Selected text:

- Opening Delimiter -

Canadian corporations - curious contradictory case

Monday, 9 March, 2015

Theres a lot of chatter around backing up our position towards the end of last year that certain western governments really are prepared to force through “voluntary” CSR standards and best practices by using their support and advocacy as leverage for a sort of ‘development by proxy’. Most recently we learn via miningweekly.com  that Canadian Trade Commissioner Service-Operations and Trade Strategy Bureau director-general Duane McMullen has been preaching this very gospel to the Prospectors and Developers Association of Canada conference.

There’s nothing new here really, but the growing chorus does suggest something of a sea change. McMullen justifies this stance, which traditionally might be deemed aggressive, with the perspective that the “small number of firms whose behaviour risked spoiling it for everybody else” by failing to follow CSR best practice were, “harming Canada’s reputation as well as harming the reputation of the industry”.

Ergo, ‘Companies that failed to reflect Canadian values and undertake meaningful engagement if a problem arose could risk losing the support and advocacy of Canada’s foreign services,’ which she described as “extremely valuable,” McMullen noted, and ‘continued abrogation of best practises would risk further escalation in the Canadian government’s response, one that might jeopardise a company’s eligibility to obtain financing from Export Development Canada or from other multilateral financial institutions that used the International Finance Corporation standards.’

The full piece is available here, and among other things touches on:

- How the 2014 version of the Canadian government CSR strategy represents the latest version of a fine tuning process ongoing since 2009 (“we learned that, while Canada is far from perfect in CSR, we are really good if you compare ourselves with other countries. Indeed, you can make a strong case for us being a world leader”)

- The consultative, multi-stakeholder process behind it 

- How “patching up problems early,” before they become serious, is “really important”

- How more remains to be done to support host governments in managing and regulating their extractive sectors, to relieve the burden on mining companies

- the host nation capacity gaps in terms of bureaucracy and resource expertise that exacerbate this problems, and how help in this regard would develop not only those nations but the whole industry worldwide.

- Closing Delimiter -

Assignment 1:
Retype the passage of the Canadian CSR post that begins with "- the host nation" and stops after "whole industry worldwide.".
Assignment 2:
According to the Canadian CSR post, which conference did Duane McMullen address?
None of the lines after the Canadian CSR post are needed.

Input data:
- Opening Delimiter -

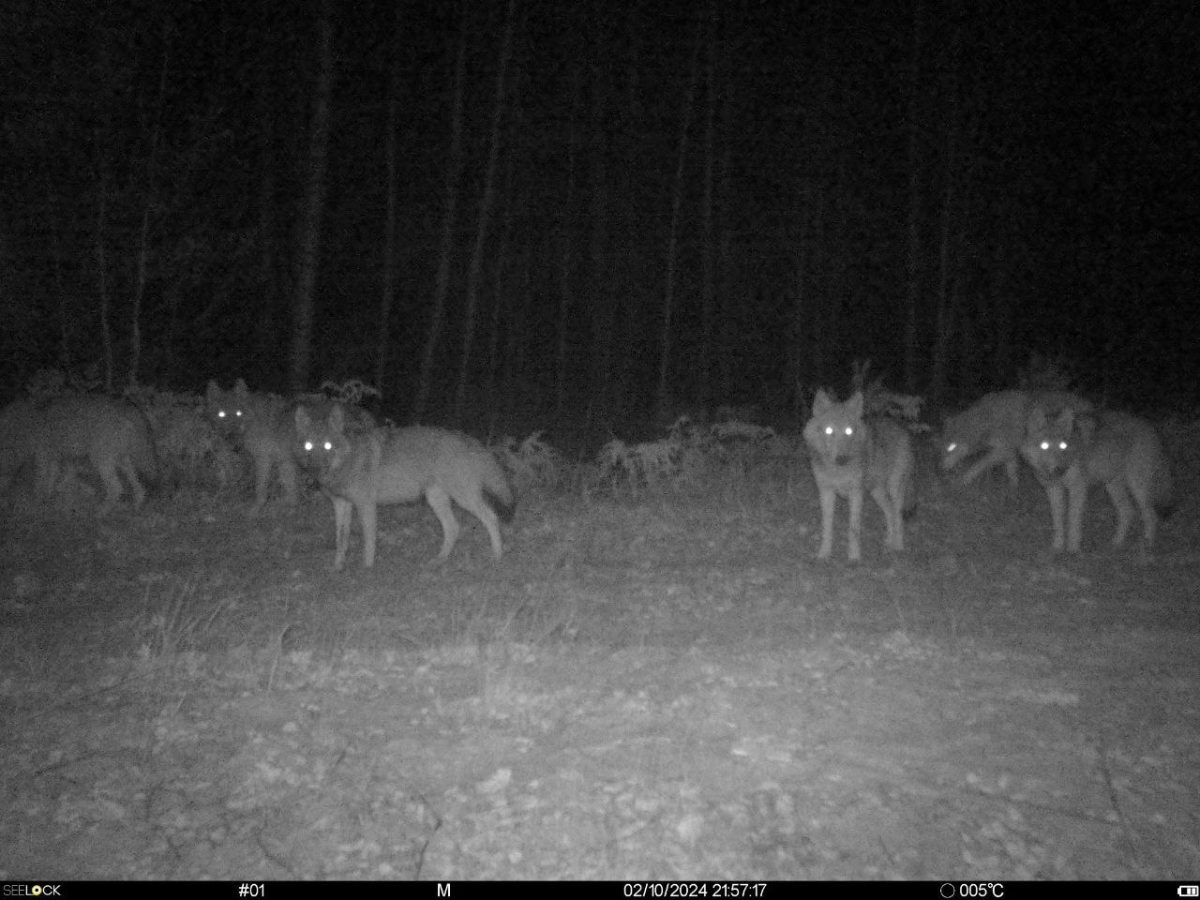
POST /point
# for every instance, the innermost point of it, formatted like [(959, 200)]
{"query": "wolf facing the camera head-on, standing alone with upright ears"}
[(853, 454)]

- Closing Delimiter -

Written answer 1:
- the host nation capacity gaps in terms of bureaucracy and resource expertise that exacerbate this problems, and how help in this regard would develop not only those nations but the whole industry worldwide.

Written answer 2:
The Prospectors and Developers Association of Canada conference.